• _RECORDS TO USE_
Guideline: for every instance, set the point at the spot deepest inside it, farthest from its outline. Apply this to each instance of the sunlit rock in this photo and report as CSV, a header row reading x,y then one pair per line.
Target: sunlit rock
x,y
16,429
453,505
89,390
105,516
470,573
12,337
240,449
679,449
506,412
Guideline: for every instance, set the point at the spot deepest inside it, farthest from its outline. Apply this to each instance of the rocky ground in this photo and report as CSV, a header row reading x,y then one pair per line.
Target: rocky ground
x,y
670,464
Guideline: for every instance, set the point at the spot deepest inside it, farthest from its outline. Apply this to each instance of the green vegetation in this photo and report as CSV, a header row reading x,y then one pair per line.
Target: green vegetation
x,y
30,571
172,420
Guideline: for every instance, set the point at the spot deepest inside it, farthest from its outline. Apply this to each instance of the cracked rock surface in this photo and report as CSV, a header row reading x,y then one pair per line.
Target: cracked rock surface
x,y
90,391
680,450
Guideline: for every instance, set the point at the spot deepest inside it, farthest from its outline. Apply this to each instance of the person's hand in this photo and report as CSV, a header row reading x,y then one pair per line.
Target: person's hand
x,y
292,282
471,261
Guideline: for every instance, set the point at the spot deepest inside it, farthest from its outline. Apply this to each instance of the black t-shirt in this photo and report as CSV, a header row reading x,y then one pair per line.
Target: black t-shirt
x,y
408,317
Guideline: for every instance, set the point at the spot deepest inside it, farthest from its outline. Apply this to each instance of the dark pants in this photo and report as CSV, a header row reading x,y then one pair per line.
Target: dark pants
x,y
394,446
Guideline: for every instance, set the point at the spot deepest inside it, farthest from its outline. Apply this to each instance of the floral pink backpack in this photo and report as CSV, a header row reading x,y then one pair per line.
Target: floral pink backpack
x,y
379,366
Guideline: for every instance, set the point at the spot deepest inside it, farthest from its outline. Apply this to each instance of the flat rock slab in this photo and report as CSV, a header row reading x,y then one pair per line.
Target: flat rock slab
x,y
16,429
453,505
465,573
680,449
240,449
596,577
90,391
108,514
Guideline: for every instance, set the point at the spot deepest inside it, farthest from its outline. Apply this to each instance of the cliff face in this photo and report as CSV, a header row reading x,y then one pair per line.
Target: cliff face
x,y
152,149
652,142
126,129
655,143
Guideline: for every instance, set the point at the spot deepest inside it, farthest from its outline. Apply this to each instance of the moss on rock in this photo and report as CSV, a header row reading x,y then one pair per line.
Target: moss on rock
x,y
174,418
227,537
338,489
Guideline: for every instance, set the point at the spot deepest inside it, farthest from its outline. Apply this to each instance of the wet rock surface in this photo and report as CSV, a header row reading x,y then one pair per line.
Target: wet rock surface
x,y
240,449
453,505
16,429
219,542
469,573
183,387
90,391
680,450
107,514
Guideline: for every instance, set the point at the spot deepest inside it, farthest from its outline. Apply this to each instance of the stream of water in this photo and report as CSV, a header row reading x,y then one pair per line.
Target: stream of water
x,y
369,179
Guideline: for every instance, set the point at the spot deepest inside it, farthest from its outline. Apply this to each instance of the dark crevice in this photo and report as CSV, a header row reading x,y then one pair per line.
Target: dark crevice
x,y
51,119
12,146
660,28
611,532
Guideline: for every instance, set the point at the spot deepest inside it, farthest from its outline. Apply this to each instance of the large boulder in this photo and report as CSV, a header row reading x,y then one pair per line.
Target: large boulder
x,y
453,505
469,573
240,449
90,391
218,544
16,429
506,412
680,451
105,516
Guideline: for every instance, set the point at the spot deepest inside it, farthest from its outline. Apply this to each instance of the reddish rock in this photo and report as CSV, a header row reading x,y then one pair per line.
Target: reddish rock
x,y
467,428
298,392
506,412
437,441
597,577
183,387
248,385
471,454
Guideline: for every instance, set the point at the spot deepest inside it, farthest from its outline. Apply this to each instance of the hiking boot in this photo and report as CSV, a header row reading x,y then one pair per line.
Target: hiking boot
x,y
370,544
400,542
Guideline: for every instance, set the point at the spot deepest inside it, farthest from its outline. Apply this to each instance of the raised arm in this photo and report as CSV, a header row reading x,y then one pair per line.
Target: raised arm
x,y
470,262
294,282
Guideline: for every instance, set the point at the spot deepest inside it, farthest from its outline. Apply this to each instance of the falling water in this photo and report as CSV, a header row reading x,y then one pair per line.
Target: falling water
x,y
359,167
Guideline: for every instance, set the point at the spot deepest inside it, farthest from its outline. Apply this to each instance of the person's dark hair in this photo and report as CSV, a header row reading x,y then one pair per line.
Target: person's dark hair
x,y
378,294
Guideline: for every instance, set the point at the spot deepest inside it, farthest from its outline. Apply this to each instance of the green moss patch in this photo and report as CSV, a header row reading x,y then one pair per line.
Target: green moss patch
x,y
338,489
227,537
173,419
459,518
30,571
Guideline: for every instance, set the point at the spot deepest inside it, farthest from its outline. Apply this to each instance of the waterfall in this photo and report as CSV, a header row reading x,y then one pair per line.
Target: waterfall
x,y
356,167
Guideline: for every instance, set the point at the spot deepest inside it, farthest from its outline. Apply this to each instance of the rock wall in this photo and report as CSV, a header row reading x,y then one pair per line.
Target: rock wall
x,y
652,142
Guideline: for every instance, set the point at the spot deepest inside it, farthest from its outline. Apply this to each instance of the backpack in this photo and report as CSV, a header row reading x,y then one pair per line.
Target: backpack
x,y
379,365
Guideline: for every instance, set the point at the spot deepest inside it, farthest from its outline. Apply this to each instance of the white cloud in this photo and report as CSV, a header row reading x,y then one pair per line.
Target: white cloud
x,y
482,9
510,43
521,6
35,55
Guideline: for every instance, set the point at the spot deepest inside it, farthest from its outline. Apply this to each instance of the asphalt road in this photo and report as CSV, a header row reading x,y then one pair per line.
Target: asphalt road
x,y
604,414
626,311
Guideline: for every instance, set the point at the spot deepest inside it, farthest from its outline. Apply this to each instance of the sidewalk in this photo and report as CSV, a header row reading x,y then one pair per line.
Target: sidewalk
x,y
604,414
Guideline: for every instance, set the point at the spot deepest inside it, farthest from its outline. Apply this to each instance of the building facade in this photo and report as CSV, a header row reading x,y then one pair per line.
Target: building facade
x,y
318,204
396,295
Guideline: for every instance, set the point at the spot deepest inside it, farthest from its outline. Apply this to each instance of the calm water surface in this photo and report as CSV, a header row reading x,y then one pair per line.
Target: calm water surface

• _TASK INSTRUCTIONS_
When you respond, give the whole listing again exactly as written.

• _YOUR RESPONSE_
Guideline: for every instance, set the point at the spot deepest inside it, farthest from its outline. Apply this to each instance of the sunlit rock in this photo and report as CSV, a header row reading x,y then one pair per line.
Target: sunlit rock
x,y
16,429
453,505
89,390
105,516
470,573
12,337
240,449
679,449
506,412
Guideline: for every instance, set the point at the spot deepest inside it, farthest from its outline. Apply this to each instance of the rocky ground in this photo and report as CSV, a header row reading x,y then one pair per line.
Target: rocky ground
x,y
670,464
Guideline: for every instance, set the point at the spot deepest inside it, farthest from its outline. Apply this to each instance of the green vegetation in this photo and report as CSV, a header row reading x,y then one pair per line.
Target: green vegetation
x,y
30,571
172,420
Guideline: for every instance, set the point at the spot deepest inside it, farthest from its outline. Apply this to each instance of the cracked rock surface in this photo and report as CSV, a header row reading x,y then one pair per line.
Target: cracked rock surface
x,y
90,391
680,450
Guideline: for every instance, set the point at the spot deepest inside it, farthest from its outline. Apply this to each instance of the person's hand in this photo and report as CSV, a header row reading x,y then one pair per line.
Target: person's hand
x,y
292,282
471,261
Guideline: for every instance, set the point at the spot deepest inside it, farthest from its outline. Apply this to each instance of the black t-shirt in this photo and report as CSV, a header row reading x,y then one pair per line.
Target: black t-shirt
x,y
408,317
Guideline: for every instance, set the point at the spot deepest inside it, farthest from its outline. Apply this to each instance of the dark pants in this photo and report as CSV, a header row reading x,y then one pair per line.
Target: dark pants
x,y
394,446
Guideline: for every instance, set the point at the spot deepest inside it, farthest from its outline. Apply this to each instance of the floral pink backpack in this photo and report as CSV, a header row reading x,y then one pair per line.
Target: floral pink backpack
x,y
379,366
Guideline: for every instance, set the point at the spot deepest inside it, farthest from its outline. Apply this to each instance of the flat rock slab in this photo and report as CSV, a header row reading x,y then one pair per line.
Target: flat rock slab
x,y
16,429
453,505
465,573
680,449
240,449
596,577
90,391
108,514
Guideline: for every instance, set the point at the spot deepest inside it, farthest from its outline. Apply this to each instance of the cliff face in this photo and report as CSV, a header row reading x,y then one pair per line.
Target: cliff face
x,y
152,149
652,142
126,129
655,143
Guideline: for every instance, set the point at the spot deepest inside it, farthest from its outline. Apply this to each instance of the moss on rock in this photo and report as CSV, a header row reading x,y then one pair per line.
Target: moss on rock
x,y
174,418
227,537
338,489
Guideline: for every instance, set the point at the spot deepest inside it, farthest from its outline. Apply this to each instance of the wet rock surface in this photo and report as CSV, a header row reading x,y then one pair per line.
Target: wet rock surface
x,y
240,449
453,505
16,429
219,542
469,573
183,387
90,391
680,450
107,514
Guideline: for every instance, set the point at the spot deepest inside it, farthest from its outline. Apply this to each instance of the stream of water in this photo and report as CSV, a header row reading x,y then one pair per line.
Target: stream of water
x,y
369,179
Guideline: for every instance, set the point at the spot deepest inside it, farthest from its outline. Apply this to each instance of the dark crevice in this photo and report as CSV, a header row reading x,y then one pair per line.
Target: dark crevice
x,y
51,119
12,146
660,28
611,532
Guideline: for every instance, set the point at the spot deepest inside it, farthest from its outline. Apply this to each instance of the large boulder in this photo and report as CSV, a header row reading x,y then one pair per line.
Target: large boulder
x,y
453,505
469,573
240,449
90,391
218,544
16,429
506,412
680,451
105,516
Guideline: for every instance, set the point at the spot deepest inside it, farthest from its outline. Apply this to each instance of the reddish rock in this photo and report as CSV, a header row reading x,y then one pair per line.
Target: reddish rock
x,y
467,428
298,392
506,412
437,441
597,577
183,387
248,385
471,454
Guideline: for every instance, set the point at the spot deepest inside it, farthest from its outline. Apply this to each instance of the hiking boot in this photo and report as CSV, a header row reading x,y then one pair per line.
Target: hiking boot
x,y
370,544
400,542
Guideline: for every instance, set the point at the spot deepest inside it, farthest from its outline. Apply this to each instance of the raised arm in this photo and report as CSV, a header row reading x,y then one pair per line.
Target: raised arm
x,y
470,262
294,282
Guideline: for every instance, set the point at the spot deepest inside it, farthest from its outline. Apply this to each instance of the falling water in this photo and report as CSV, a header row reading x,y then one pair per line.
Target: falling water
x,y
359,167
Guideline: for every instance, set the point at the spot deepest inside it, farthest from its outline. Apply this to each instance of the person's dark hair in this photo and report as CSV, a header row reading x,y then one pair per line.
Target: person's dark hair
x,y
378,294
Guideline: for every instance, set the point at the spot deepest inside it, farthest from its outline. Apply this to each instance of the green moss patch in this photo and report as CSV, a header row reading x,y then one pair per line.
Target: green moss patch
x,y
338,489
227,537
173,419
459,518
30,571
Guideline: for every instance, set the point at the spot deepest inside it, farthest from its outline. Apply this to each instance of the waterfall in this photo and report as CSV, a header row reading x,y then one pair per line.
Target: waterfall
x,y
356,167
Guideline: for every instance, set the point at the spot deepest inside it, farthest from its outline. Apply this to each instance of the rock wall in this photo and report as CSV, a header row reading x,y then one pair per line.
Target: rock wall
x,y
652,142
Guideline: for every instance, set the point at the spot deepest inside it, farthest from its outline. Apply this to each instance of the backpack in this photo and report as CSV, a header row reading x,y then one pair per line.
Target: backpack
x,y
379,365
Guideline: for every instance, set the point at the spot deepest inside it, farthest from its outline. Apply this to each instance of the white cloud in this photo and report as CSV, a header row reading x,y then one pair per line.
Target: white cloud
x,y
482,9
510,43
521,6
35,55
Guideline: for every instance, set the point at the spot deepest inside it, farthest from its outline. Apply this to each instance of the asphalt road in this photo and report as CSV, a header row reading x,y then one pair per line.
Target: asphalt road
x,y
604,414
626,311
Guideline: for every instance, set the point at the spot deepest inside it, farthest from its outline. Apply this to each instance of the sidewalk in this photo and report as CSV, a header row reading x,y then one pair per line.
Target: sidewalk
x,y
604,414
Guideline: for every instance, set the point at the spot deepest inside it, farthest from its outline. Apply this to each instance of the building facade in this photo and report as CSV, a header row reading x,y then one pair per line.
Target: building facade
x,y
318,204
396,295
Guideline: for every instance, set the point at the spot deepest inside it, farthest from its outline. Apply this to each instance of the calm water surface in this photo and report as CSV, a header row reading x,y then one pair per line.
Target: calm water surface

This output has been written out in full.